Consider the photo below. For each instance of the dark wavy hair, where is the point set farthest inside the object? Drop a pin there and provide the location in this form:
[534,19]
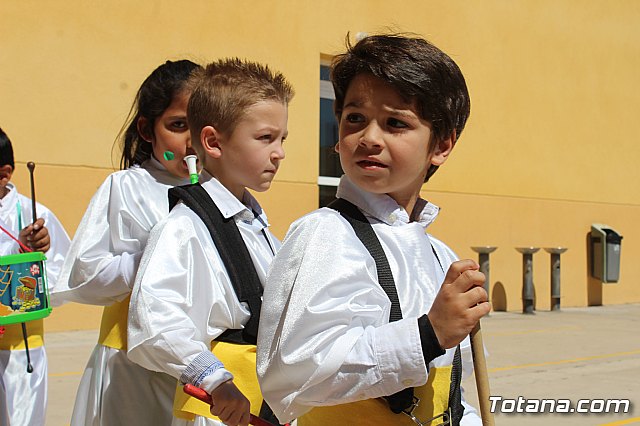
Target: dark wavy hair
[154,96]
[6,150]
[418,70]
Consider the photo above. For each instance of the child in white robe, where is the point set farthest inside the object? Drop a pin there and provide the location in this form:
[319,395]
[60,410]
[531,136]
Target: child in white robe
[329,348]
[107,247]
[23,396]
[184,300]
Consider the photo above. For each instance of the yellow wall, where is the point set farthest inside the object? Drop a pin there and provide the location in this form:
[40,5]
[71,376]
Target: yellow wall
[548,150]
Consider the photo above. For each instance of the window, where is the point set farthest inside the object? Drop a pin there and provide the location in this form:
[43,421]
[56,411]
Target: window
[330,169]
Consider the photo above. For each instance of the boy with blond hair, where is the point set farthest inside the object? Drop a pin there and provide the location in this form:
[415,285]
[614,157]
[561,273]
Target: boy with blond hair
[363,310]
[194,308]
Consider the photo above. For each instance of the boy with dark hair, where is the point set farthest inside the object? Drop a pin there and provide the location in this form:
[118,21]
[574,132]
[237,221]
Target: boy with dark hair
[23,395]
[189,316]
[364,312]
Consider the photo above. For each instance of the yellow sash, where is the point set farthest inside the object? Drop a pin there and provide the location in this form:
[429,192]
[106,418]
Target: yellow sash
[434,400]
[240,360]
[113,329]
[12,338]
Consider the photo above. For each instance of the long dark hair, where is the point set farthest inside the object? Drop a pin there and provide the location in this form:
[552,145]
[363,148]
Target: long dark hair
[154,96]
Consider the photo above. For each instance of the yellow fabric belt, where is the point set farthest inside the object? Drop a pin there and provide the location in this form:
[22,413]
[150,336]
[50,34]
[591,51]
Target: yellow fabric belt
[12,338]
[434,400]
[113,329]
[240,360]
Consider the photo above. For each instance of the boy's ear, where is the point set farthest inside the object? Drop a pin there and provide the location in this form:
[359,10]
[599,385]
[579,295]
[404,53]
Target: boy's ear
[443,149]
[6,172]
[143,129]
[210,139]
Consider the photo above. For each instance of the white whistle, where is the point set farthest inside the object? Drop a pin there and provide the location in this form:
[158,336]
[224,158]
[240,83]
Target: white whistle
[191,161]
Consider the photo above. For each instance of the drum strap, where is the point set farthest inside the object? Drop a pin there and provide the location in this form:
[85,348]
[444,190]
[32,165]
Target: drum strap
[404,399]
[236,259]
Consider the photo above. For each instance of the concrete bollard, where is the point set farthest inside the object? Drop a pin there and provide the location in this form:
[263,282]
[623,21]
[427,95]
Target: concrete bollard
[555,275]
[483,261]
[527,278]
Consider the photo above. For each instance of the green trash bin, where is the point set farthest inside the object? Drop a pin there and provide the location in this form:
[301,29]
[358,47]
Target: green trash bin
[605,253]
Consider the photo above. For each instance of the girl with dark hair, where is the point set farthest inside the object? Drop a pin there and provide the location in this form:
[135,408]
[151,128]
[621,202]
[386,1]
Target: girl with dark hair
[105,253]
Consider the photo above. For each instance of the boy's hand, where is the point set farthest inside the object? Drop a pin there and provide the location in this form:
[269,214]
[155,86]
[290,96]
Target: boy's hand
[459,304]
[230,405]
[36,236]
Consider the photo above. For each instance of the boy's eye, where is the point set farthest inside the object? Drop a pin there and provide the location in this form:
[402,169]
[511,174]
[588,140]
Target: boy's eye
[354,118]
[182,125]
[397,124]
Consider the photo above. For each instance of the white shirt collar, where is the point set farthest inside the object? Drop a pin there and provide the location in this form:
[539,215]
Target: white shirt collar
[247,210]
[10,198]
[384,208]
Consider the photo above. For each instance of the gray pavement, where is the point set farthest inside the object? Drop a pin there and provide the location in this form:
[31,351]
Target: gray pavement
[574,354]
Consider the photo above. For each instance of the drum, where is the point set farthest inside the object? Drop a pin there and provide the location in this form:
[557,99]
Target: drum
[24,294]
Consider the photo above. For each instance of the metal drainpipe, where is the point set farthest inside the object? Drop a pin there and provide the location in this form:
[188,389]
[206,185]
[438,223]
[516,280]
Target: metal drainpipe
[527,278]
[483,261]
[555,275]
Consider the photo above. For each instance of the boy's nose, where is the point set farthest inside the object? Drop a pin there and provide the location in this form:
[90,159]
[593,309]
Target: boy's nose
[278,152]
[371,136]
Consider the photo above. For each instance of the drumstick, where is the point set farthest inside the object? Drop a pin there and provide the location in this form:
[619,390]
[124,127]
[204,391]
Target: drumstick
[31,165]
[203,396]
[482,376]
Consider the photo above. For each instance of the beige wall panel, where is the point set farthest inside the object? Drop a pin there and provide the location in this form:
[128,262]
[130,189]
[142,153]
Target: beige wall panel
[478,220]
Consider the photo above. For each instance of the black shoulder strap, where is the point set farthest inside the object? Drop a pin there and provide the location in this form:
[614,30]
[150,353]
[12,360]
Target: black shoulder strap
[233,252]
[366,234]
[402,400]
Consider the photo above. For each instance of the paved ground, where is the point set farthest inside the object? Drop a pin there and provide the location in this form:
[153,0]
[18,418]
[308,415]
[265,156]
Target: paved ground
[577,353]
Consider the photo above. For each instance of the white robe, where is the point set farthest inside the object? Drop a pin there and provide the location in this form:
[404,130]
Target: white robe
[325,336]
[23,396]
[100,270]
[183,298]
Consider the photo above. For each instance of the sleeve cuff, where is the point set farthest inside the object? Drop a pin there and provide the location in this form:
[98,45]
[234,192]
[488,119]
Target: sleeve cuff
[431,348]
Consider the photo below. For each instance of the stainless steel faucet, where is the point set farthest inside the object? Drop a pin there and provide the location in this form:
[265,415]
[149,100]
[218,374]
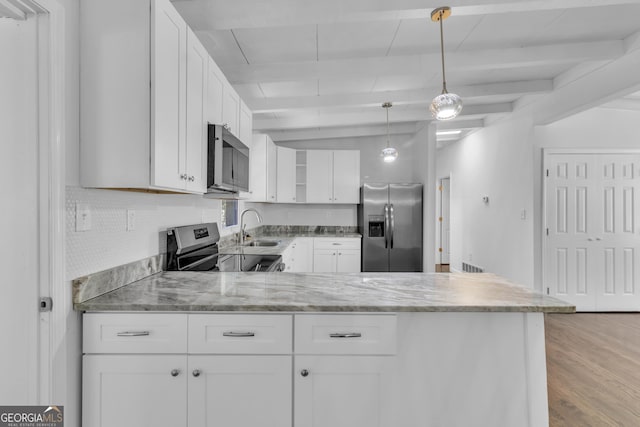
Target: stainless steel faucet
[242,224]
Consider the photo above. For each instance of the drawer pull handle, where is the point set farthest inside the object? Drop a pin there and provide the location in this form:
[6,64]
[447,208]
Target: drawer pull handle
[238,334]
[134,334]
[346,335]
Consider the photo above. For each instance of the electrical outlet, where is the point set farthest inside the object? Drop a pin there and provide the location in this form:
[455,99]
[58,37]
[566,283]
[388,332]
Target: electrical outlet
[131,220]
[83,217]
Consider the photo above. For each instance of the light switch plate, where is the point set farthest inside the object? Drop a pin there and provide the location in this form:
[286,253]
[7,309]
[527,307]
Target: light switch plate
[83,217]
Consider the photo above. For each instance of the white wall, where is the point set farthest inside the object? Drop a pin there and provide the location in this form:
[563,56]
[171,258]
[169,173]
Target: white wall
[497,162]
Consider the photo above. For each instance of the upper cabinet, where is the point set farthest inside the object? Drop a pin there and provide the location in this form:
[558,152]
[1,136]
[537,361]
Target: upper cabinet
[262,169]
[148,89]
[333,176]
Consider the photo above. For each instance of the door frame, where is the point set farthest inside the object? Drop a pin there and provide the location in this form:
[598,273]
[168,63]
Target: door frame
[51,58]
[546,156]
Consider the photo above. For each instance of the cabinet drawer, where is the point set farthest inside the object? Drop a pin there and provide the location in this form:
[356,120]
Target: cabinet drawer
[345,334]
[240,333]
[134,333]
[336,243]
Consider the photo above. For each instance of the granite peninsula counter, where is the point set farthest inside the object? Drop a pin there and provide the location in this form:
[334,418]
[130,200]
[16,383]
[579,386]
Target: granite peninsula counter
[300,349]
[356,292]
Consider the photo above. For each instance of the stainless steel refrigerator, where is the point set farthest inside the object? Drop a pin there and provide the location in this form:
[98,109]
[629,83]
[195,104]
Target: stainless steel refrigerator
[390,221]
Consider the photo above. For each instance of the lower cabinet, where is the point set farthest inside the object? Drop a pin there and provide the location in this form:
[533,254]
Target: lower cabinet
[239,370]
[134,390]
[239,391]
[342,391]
= = = =
● What you should do
Copy out the whole listing exactly, and don't carry over any pictures.

● Full answer
Consider the photo below. For each instance of the dark wavy hair, where is the point set farthest inside the object? Drop a pin there and provide the location in this form:
[534,19]
Target: dark wavy hair
[154,96]
[6,150]
[418,70]
Consider the photo above. For each instance of the child in white robe, where is the point set farthest inside the object? Drop a pin there and provide the location in this form:
[319,395]
[60,410]
[531,136]
Target: child in white robe
[329,348]
[107,247]
[23,396]
[184,300]
Consider the photo above. For each instance of the yellow wall, where is the point set farthest inside the object? Drop a pin there and provide the location in this form:
[40,5]
[71,376]
Target: yellow wall
[548,150]
Consider the photo above. For each instance of the window, where is the point set farthest inside the object? Drop a pin there and provide the location in this form:
[43,421]
[56,411]
Target: window
[330,169]
Consider the photo above. For each instance of the boy with blond hair, where is the point set farthest inside the object? Drop a pin there and provide the location in this form:
[415,285]
[614,157]
[561,273]
Target: boy with blond hair
[363,310]
[194,308]
Consider the photo above. For each instance of the boy with dark hair, where is the point set farthest inside the object? Drop a pin there and provide the location in this form:
[118,21]
[574,132]
[237,221]
Target: boy with dark hair
[23,395]
[189,316]
[364,312]
Consider the photo above. For each instance of the yellow sash, where is the point set farthest inside the object? Drop a pin there and provide the location in this form:
[429,192]
[106,418]
Target: yellow sash
[434,400]
[240,360]
[113,329]
[12,338]
Consider the photo above. For each instance of the long dark hair, where is the point set farthest inside the object? Drop a pin there and provide the location in this form:
[552,145]
[363,148]
Target: long dark hair
[154,96]
Consider the photo above. For each instance of the yellow fabric belt, where is the point set farthest inside the object? Drop a pin there and provide the location in this form:
[22,413]
[150,336]
[50,34]
[591,51]
Target: yellow fabric belt
[12,338]
[434,400]
[113,329]
[240,360]
Consider the photo above. For each instance of the boy's ear, where is the point set farthest inside the object? Drop a pin there and provide the location in this form:
[359,10]
[599,385]
[579,295]
[404,53]
Target: boy's ear
[443,149]
[6,172]
[143,129]
[210,139]
Consider the photo above. For each instance of the white whistle, where is the point set farthest inside the object? Drop a pin there and provide the location in this form:
[158,336]
[224,158]
[240,83]
Target: white whistle
[191,161]
Consider the photo above. For each instance of the drum strap, where is the point set farthest inside the object? Drop a pin there and provide the location in this form:
[85,348]
[444,190]
[32,165]
Target: drum strap
[404,399]
[236,259]
Consider the photo above. For each instance of the concrete bollard, where is the point set farthest inside the object? Drop a pin there and provide the location in this form:
[263,282]
[623,21]
[427,95]
Target: concrete bollard
[555,275]
[483,261]
[527,278]
Consider the photo above. For each instance of the green trash bin, where is the point set farthest inside the object? Drop a pin there and provide the location in this form:
[301,29]
[358,47]
Target: green trash bin
[605,253]
Consider the photo above. For each instance of the girl with dark hair, where is the point set farthest inside the object? Drop a pin there and provide the location in this form:
[135,408]
[151,128]
[621,202]
[386,1]
Target: girl with dark hair
[105,253]
Consider the photo above. For each instance of the boy's hand, where is the point set farthest inside the object? Drop a pin there and provide the location in this form:
[269,214]
[155,86]
[290,96]
Target: boy's hand
[459,304]
[230,405]
[36,236]
Consider the photo above. For each instance of the boy's eye, where is the point set farthest inside the object? Drop a pin there and provide the location in this form:
[402,169]
[511,174]
[588,140]
Target: boy's eye
[354,118]
[182,125]
[397,124]
Consider the photo above. For each instance of the white shirt collar, where is the point set farthest inside the object? Drop a pin there and provide the location in this form:
[539,215]
Target: white shirt collar
[247,210]
[10,198]
[384,208]
Consider the photo above. For each instance of the gray pavement, where is the point set farthest inside the object? Drop a pin there and provide the location in this form:
[31,351]
Target: gray pavement
[574,354]
Consider the photo above. For each instance of the drum, where is the point set farthest inside the object? Drop a pin there and provide the location in this form:
[557,99]
Target: drum
[24,294]
Consider the photo above. For each instance of the metal drainpipe, where is the point set farthest inside the object? Drop a pin there and provide the location in this form:
[188,389]
[206,185]
[438,223]
[516,280]
Target: metal drainpipe
[527,278]
[483,261]
[555,275]
Consider the photo above. For each instance of the boy's nose, where is the point set farthest inside the object? Drop a pin there and provide the location in this form:
[90,159]
[593,309]
Target: boy's nose
[278,152]
[371,136]
Consider the photo above. For each instance of the drumstick, where is the point set farthest inside the object? Drop a pin there and provide the location in this form:
[619,390]
[124,127]
[204,391]
Target: drumstick
[31,165]
[203,396]
[482,376]
Consider the photo above. For each instance of the beige wall panel, where is the point set farthest inside the object? Drop a pin there and provide the location in this form:
[128,262]
[130,189]
[142,153]
Target: beige wall panel
[478,220]
Consider the photo above. For each instance of the black shoulder strap, where is the point set farthest inside the object? Drop a pin there and provide the location in this form:
[614,30]
[150,353]
[12,360]
Target: black shoulder strap
[233,252]
[366,234]
[402,400]
Consider the photo above. For each instance of the paved ground, where is the point set farthest inside the object? Drop a pin there and provide the location in this form:
[153,0]
[18,418]
[308,415]
[265,156]
Target: paved ground
[577,353]
Consider the photo above. For each instance of the white robe, where is the point set farthest inside the object? Drop a pin there and provide the location in this form:
[404,130]
Target: white robe
[325,336]
[23,396]
[100,270]
[183,298]
Consider the photo above. For each instance of the sleeve cuff, where is the point set farthest inside the object? Drop a pin there and provide the location in this form:
[98,45]
[234,192]
[488,119]
Target: sleeve cuff
[431,348]
Consider the photo below. For each instance of the stainless steel faucet, where is the point set farthest inside the object? Drop a pin there and provide the location in this form:
[265,415]
[149,100]
[218,374]
Target: stainless steel faucet
[242,224]
Consider the photo above. For each instance of the drawer pull handle, where is the point set farthest inside the object? Drop a pin there and provide the location in this form:
[6,64]
[447,208]
Target: drawer pull handle
[238,334]
[134,334]
[346,335]
Consider the photo above. For each instance of the electrical outlet, where is the point set farthest inside the object? Drop a pin there and provide the location in this form:
[455,99]
[58,37]
[566,283]
[388,332]
Target: electrical outlet
[131,220]
[83,217]
Consider the photo above. For each instance of the light switch plate, where is the point set farthest inside the object? Drop a pin there and provide the location in this form:
[286,253]
[7,309]
[527,307]
Target: light switch plate
[83,217]
Consider the photo above. For each instance of the white wall, where is the point set farthest inside the object? Drop a pin there and provide the location in this form:
[563,56]
[171,258]
[169,173]
Target: white wall
[497,162]
Consider the photo above. For each instance of the upper cabinet, where is the point set farthest inside the object? Drop a pin there and provide the location in this form:
[558,152]
[1,136]
[537,361]
Target: upper cabinet
[262,169]
[148,89]
[333,176]
Consider the photo above. For each instance of the door frame, where is the point set farthest inside the object? Drop a pin there and provide the location in this form:
[598,273]
[168,63]
Target: door frame
[51,58]
[546,156]
Consider the photo above. For each instance of the cabinet drawer, where is the point set farthest inside the object? Drop a pin there and provide the location in this form:
[356,120]
Target: cabinet drawer
[345,334]
[240,333]
[134,333]
[336,243]
Consider the photo above. For each instance of the granite peninsula counter, where is the point set farthest inside the object? Drop a pin there and provide the location in this form:
[334,418]
[130,200]
[16,383]
[579,386]
Target: granite peninsula counter
[300,349]
[356,292]
Consider the photo above. For each instance of the stainless steel refrigerator, where is the point set farthest inside the object? Drop a pin there and provide the location in this form:
[98,109]
[629,83]
[195,104]
Target: stainless steel refrigerator
[390,221]
Consider the photo above. For each instance of the lower cabinet, where is the point set farthest inside the object? Drop a pin there and provide the location in this form:
[533,254]
Target: lower cabinet
[239,370]
[134,390]
[239,391]
[342,391]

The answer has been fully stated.